Texto proporcionado
Las primeras señales en ese sentido no son positivas ni reflejan el optimismo de quienes con su voto enmendaron el error cometido hace dos años. Dejando de lado las contradicciones y rectificaciones del Gobierno –que sustituyó el triunfalismo y la agresividad iniciales por un tardío llamado a la concertación– resultan preocupantes las primeras actitudes de los triunfadores. Parece que va tomando cuerpo la propuesta del líder de Izquierda Democrática para destituir constitucionalmente al Presidente, lo que no solamente abriría un nuevo período de inestabilidad sino que tendría consecuencias más graves en la vida nacional.

La debilidad gubernamental, comprobada en los resultados electorales, sería el lubricante que se necesitaba para poner en marcha la maquinaria legislativa y conseguir los votos que hasta ahora han sido esquivos. Pero, sin negar la enorme razón que tienen quienes argumentan sobre la incapacidad del Mandatario y sobre el costo que paga el país por mantenerle hasta el fin de su mandato, cabe preguntarse si se habrán puesto a pensar en las consecuencias a mediano y largo plazo.

Datos sin procesar

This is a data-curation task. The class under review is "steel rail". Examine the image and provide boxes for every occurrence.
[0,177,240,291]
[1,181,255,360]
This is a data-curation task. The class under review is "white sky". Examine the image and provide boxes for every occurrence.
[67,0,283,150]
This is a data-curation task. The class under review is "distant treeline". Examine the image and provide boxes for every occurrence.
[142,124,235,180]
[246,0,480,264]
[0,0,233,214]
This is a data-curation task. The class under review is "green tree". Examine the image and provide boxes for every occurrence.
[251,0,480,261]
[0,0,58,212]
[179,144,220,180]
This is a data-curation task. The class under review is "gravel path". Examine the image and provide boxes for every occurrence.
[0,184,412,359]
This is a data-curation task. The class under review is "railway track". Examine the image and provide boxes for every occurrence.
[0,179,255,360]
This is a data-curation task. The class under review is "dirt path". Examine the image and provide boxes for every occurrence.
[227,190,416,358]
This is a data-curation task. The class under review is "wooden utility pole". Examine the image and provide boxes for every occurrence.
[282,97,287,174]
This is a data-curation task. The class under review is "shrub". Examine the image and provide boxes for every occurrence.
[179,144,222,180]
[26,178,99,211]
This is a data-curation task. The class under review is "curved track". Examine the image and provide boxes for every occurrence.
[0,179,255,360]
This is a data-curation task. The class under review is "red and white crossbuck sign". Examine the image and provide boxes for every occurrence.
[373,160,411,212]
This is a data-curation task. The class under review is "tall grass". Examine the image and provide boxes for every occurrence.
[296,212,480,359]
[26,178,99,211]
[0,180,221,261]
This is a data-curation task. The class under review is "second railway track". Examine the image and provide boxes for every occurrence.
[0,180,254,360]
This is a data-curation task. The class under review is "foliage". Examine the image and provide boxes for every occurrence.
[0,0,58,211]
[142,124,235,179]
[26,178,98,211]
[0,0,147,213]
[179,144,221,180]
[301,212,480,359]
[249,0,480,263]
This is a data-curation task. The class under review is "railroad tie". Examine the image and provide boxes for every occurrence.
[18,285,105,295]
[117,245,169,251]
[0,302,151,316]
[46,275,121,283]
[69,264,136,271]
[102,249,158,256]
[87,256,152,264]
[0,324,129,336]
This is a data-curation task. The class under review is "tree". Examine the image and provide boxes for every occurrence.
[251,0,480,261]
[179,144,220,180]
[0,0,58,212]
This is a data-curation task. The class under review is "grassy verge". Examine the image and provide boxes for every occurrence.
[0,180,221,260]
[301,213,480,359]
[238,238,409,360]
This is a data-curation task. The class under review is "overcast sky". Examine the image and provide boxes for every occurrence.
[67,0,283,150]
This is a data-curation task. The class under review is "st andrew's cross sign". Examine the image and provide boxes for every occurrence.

Consignas
[a] En el texto sobre la propuesta de destituir al Presidente, ¿qué actitudes iniciales sustituyó el Gobierno por un tardío llamado a la concertación?
[b] Prosiga el texto sobre la propuesta de destituir al Presidente a partir de su última oración.

Respuestas
[a] El triunfalismo y la agresividad iniciales.

[b]
La respuesta hay que buscarla al contraponer la realidad actual de Lucio Gutiérrez y su partido, por un lado, y la que se abriría en el caso de una posible destitución, por otro lado. Ahora es más evidente que nunca su debilidad electoral y política. Lo único que le queda por delante es terminar su período sin mayor gloria aunque sí con mucha pena. Con él terminará también su partido que, sin cargos para ofrecer y recursos para repartir, perderá nuevamente de manera estrepitosa en las próximas elecciones como lo acaba de demostrar. Entonces tendrá que recluirse en una vida privada –privada de poder, privada de expectativas políticas– de la que no volverá a salir.

Por el contrario, si se le censura quedará como una víctima más, como una de esas almas en pena que gravitan en la política nacional y que se constituyen en amenaza permanente para la democracia. Si lo hacen le habrán dado el pasaporte que le permitirá instalarse definitivamente en el escenario nacional, aunque físicamente no se encuentre en él. Si termina su período, en cambio, quedará enterrado debajo de una montaña de votos, muchos más que los que le sepultaron en esta ocasión. Esa es la manera en que la democracia entierra a quienes alguna vez atentaron contra ella.